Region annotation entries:
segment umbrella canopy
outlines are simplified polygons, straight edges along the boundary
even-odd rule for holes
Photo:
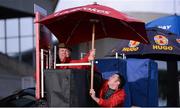
[[[90,41],[94,23],[95,39],[111,37],[148,43],[143,22],[99,4],[62,10],[39,23],[44,24],[60,42],[68,45]]]
[[[176,35],[180,36],[180,16],[171,15],[155,19],[146,24],[146,27],[158,27],[166,29]]]
[[[126,54],[129,57],[152,58],[157,60],[180,60],[180,38],[160,28],[148,28],[147,36],[150,44],[142,44],[137,41],[122,40],[108,55],[115,53]]]

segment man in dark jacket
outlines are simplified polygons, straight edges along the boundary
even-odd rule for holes
[[[122,75],[116,73],[104,82],[100,90],[99,98],[96,97],[94,89],[90,90],[90,95],[99,106],[122,106],[126,95],[123,89],[124,84],[125,80]]]

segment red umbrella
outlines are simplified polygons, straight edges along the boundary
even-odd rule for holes
[[[96,39],[120,38],[148,43],[144,23],[112,8],[92,4],[53,13],[40,20],[58,39],[68,45],[90,41],[92,24]]]
[[[108,37],[149,42],[143,22],[96,3],[53,13],[39,23],[44,24],[59,42],[68,45],[92,39],[92,49],[94,49],[94,39]]]

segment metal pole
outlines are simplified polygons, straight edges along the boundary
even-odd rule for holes
[[[44,52],[41,49],[41,97],[44,97]]]
[[[95,39],[95,23],[93,23],[93,30],[92,30],[92,47],[94,49],[94,39]],[[91,89],[93,89],[94,84],[94,60],[91,61]]]
[[[22,53],[21,53],[21,23],[20,18],[18,18],[18,42],[19,42],[19,61],[22,60]]]
[[[54,46],[54,62],[53,62],[53,66],[54,66],[54,69],[56,69],[56,46]]]

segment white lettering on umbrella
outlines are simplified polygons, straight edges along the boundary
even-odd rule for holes
[[[90,12],[96,12],[96,13],[100,13],[100,14],[110,14],[110,11],[99,10],[99,9],[96,9],[96,8],[86,8],[86,7],[84,7],[83,10],[90,11]]]
[[[59,16],[59,15],[62,15],[62,14],[67,14],[67,13],[80,11],[80,10],[85,10],[85,11],[89,11],[89,12],[96,12],[96,13],[100,13],[100,14],[110,14],[110,11],[100,10],[100,9],[96,9],[96,8],[83,7],[83,8],[75,8],[75,9],[71,9],[71,10],[67,10],[67,11],[57,12],[57,13],[54,14],[54,16]]]
[[[57,13],[54,14],[54,16],[67,14],[67,13],[71,13],[71,12],[75,12],[75,11],[79,11],[79,10],[82,10],[82,8],[75,8],[75,9],[71,9],[71,10],[67,10],[67,11],[57,12]]]

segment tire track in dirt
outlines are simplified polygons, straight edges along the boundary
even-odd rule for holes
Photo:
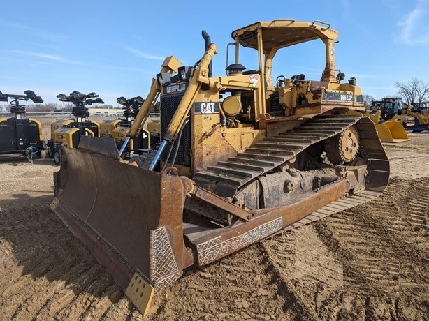
[[[266,240],[263,246],[273,282],[298,320],[330,320],[340,309],[342,268],[312,225]]]
[[[9,244],[14,255],[1,271],[8,274],[8,283],[0,286],[0,318],[52,320],[71,306],[85,307],[78,315],[69,311],[71,320],[85,313],[97,320],[112,306],[111,299],[117,301],[123,292],[80,241],[52,216],[49,203],[43,199],[31,206],[3,207],[2,244]]]

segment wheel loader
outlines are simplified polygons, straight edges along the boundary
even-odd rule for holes
[[[85,105],[104,103],[99,95],[92,92],[87,94],[74,91],[67,96],[60,94],[57,98],[60,101],[72,103],[74,106],[72,114],[74,119],[56,119],[51,123],[51,139],[47,142],[48,154],[54,158],[55,165],[61,162],[61,151],[63,146],[77,147],[82,136],[100,135],[100,124],[88,119],[89,112]]]
[[[42,125],[37,119],[26,117],[26,107],[22,101],[31,100],[43,103],[42,98],[34,91],[26,90],[24,95],[3,94],[0,91],[0,101],[10,99],[10,113],[13,117],[0,117],[0,154],[22,154],[29,160],[34,158],[44,158],[46,144],[42,137]]]
[[[184,269],[370,201],[388,184],[361,89],[335,65],[329,24],[259,22],[231,36],[226,75],[212,75],[217,47],[203,31],[193,66],[164,60],[119,151],[111,138],[83,137],[64,148],[54,177],[51,209],[143,314]],[[323,47],[320,79],[286,76],[293,61],[274,70],[278,50],[311,40]],[[243,48],[257,69],[240,64]],[[123,160],[159,98],[159,148]]]

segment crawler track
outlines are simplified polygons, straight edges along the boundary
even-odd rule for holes
[[[366,188],[351,197],[335,201],[320,209],[291,225],[288,230],[317,221],[368,202],[380,195],[387,186],[389,172],[387,156],[372,123],[367,117],[326,116],[313,118],[293,130],[266,138],[243,153],[197,172],[193,180],[200,186],[215,181],[214,193],[232,199],[241,187],[252,179],[285,164],[310,146],[326,140],[352,126],[359,131],[361,154],[370,162]]]

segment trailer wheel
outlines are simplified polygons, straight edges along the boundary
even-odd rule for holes
[[[54,163],[55,163],[55,165],[61,163],[61,149],[59,147],[54,149]]]

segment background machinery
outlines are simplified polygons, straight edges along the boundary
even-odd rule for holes
[[[425,110],[427,107],[424,107],[424,103],[421,103],[419,106],[416,106],[415,103],[414,105],[409,106],[400,98],[389,97],[372,102],[371,110],[375,114],[379,114],[380,123],[389,126],[392,133],[401,133],[396,127],[395,132],[392,129],[392,124],[400,124],[406,134],[406,132],[421,132],[429,128],[429,121]]]
[[[118,104],[122,105],[124,110],[124,118],[120,119],[120,122],[112,130],[112,136],[117,142],[118,149],[121,148],[126,138],[126,134],[134,122],[134,119],[138,114],[140,107],[144,102],[143,98],[138,96],[130,99],[125,97],[118,97],[117,99]],[[124,157],[130,158],[134,156],[134,153],[138,154],[149,149],[150,146],[150,136],[147,130],[142,128],[137,137],[130,140],[124,150]]]
[[[85,107],[87,105],[104,103],[98,97],[99,95],[94,92],[84,94],[76,91],[69,96],[64,94],[57,96],[60,101],[71,102],[74,105],[72,110],[74,119],[57,119],[51,123],[51,139],[47,144],[50,156],[54,158],[56,165],[60,163],[61,146],[75,148],[82,136],[99,135],[100,125],[96,121],[88,119],[89,112]]]
[[[122,145],[159,98],[161,141],[150,161],[125,162],[112,140],[83,137],[64,148],[54,174],[51,208],[143,314],[184,269],[369,201],[388,183],[361,89],[335,66],[330,24],[260,22],[231,36],[226,75],[212,75],[217,48],[205,31],[194,66],[163,61]],[[278,50],[313,40],[324,45],[321,79],[284,75],[290,61],[273,69]],[[257,69],[240,64],[243,47]]]
[[[26,90],[24,95],[3,94],[0,102],[8,102],[13,117],[0,117],[0,154],[22,154],[32,161],[34,157],[45,158],[46,146],[42,137],[40,121],[27,117],[25,105],[21,101],[41,103],[43,100],[34,91]]]

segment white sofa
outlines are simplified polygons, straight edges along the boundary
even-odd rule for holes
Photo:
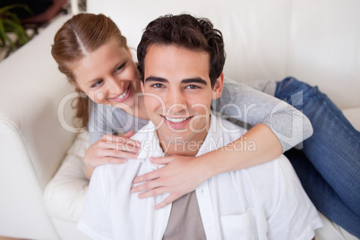
[[[238,81],[292,75],[318,85],[360,130],[358,1],[89,0],[87,6],[110,16],[133,48],[159,15],[208,17],[224,35],[226,75]],[[69,17],[57,18],[0,63],[0,236],[87,239],[75,228],[88,184],[81,170],[87,135],[72,127],[73,90],[50,55],[55,32]],[[63,198],[47,192],[44,200],[62,163],[69,188],[59,189]],[[332,238],[320,231],[318,239],[350,239],[338,230]]]

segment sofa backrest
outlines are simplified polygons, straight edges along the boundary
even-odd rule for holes
[[[238,81],[294,76],[339,105],[360,106],[360,2],[356,0],[88,0],[136,48],[142,30],[167,13],[210,19],[224,35],[225,74]]]

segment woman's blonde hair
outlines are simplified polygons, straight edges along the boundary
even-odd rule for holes
[[[51,54],[58,64],[59,71],[66,75],[69,82],[75,86],[76,91],[81,95],[83,95],[83,91],[76,84],[76,76],[72,72],[72,65],[110,39],[116,39],[120,47],[128,49],[126,39],[121,34],[116,24],[103,14],[93,13],[79,13],[73,16],[55,35]],[[80,127],[87,127],[89,97],[77,98],[73,107],[76,109],[75,117],[80,120]]]

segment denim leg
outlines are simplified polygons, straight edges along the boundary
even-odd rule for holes
[[[310,119],[313,134],[304,141],[302,151],[344,203],[360,216],[360,133],[317,87],[286,78],[278,82],[275,97]]]
[[[350,234],[360,237],[360,217],[344,204],[304,152],[292,149],[285,152],[285,155],[289,159],[316,209]]]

Exercise instructions
Please quote the records above exactly, beginning at the line that contains "segment white sofa" and ending at their last line. Leave the pictures out.

Answer to the problem
segment white sofa
outlines are simplified polygons, straight edges along the boundary
even-odd rule for holes
Photo:
[[[238,81],[292,75],[318,85],[360,130],[358,1],[89,0],[87,6],[110,16],[133,48],[159,15],[208,17],[224,35],[226,75]],[[69,17],[57,18],[0,63],[0,236],[87,239],[75,228],[88,184],[81,170],[87,135],[72,127],[73,90],[50,55],[55,32]],[[63,198],[47,192],[44,200],[62,163],[69,188],[59,189]],[[332,238],[320,231],[318,239],[350,239],[338,230]]]

segment sofa backrest
outlines are simplified polygons, straight edges along the boundary
even-odd rule for holes
[[[238,81],[294,76],[339,105],[360,106],[360,2],[356,0],[88,0],[136,48],[142,30],[167,13],[210,19],[224,35],[225,74]]]

segment woman's blonde hair
outlines are simplified polygons, straight edges along the boundary
even-odd rule for holes
[[[51,54],[58,64],[59,71],[66,75],[69,82],[75,86],[76,91],[81,95],[83,95],[83,91],[76,84],[76,76],[72,72],[72,65],[110,39],[116,39],[120,47],[128,49],[126,39],[121,34],[116,24],[103,14],[93,13],[79,13],[73,16],[55,35]],[[80,127],[87,127],[89,97],[77,98],[73,107],[76,109],[75,117],[80,120]]]

segment denim leg
outlines are simplified polygons, straight edges along the boundary
even-odd rule for holes
[[[310,119],[313,134],[304,141],[302,151],[344,203],[360,216],[360,133],[317,87],[286,78],[278,82],[275,97]]]
[[[350,234],[360,237],[360,217],[344,204],[304,152],[292,149],[285,152],[285,155],[289,159],[316,209]]]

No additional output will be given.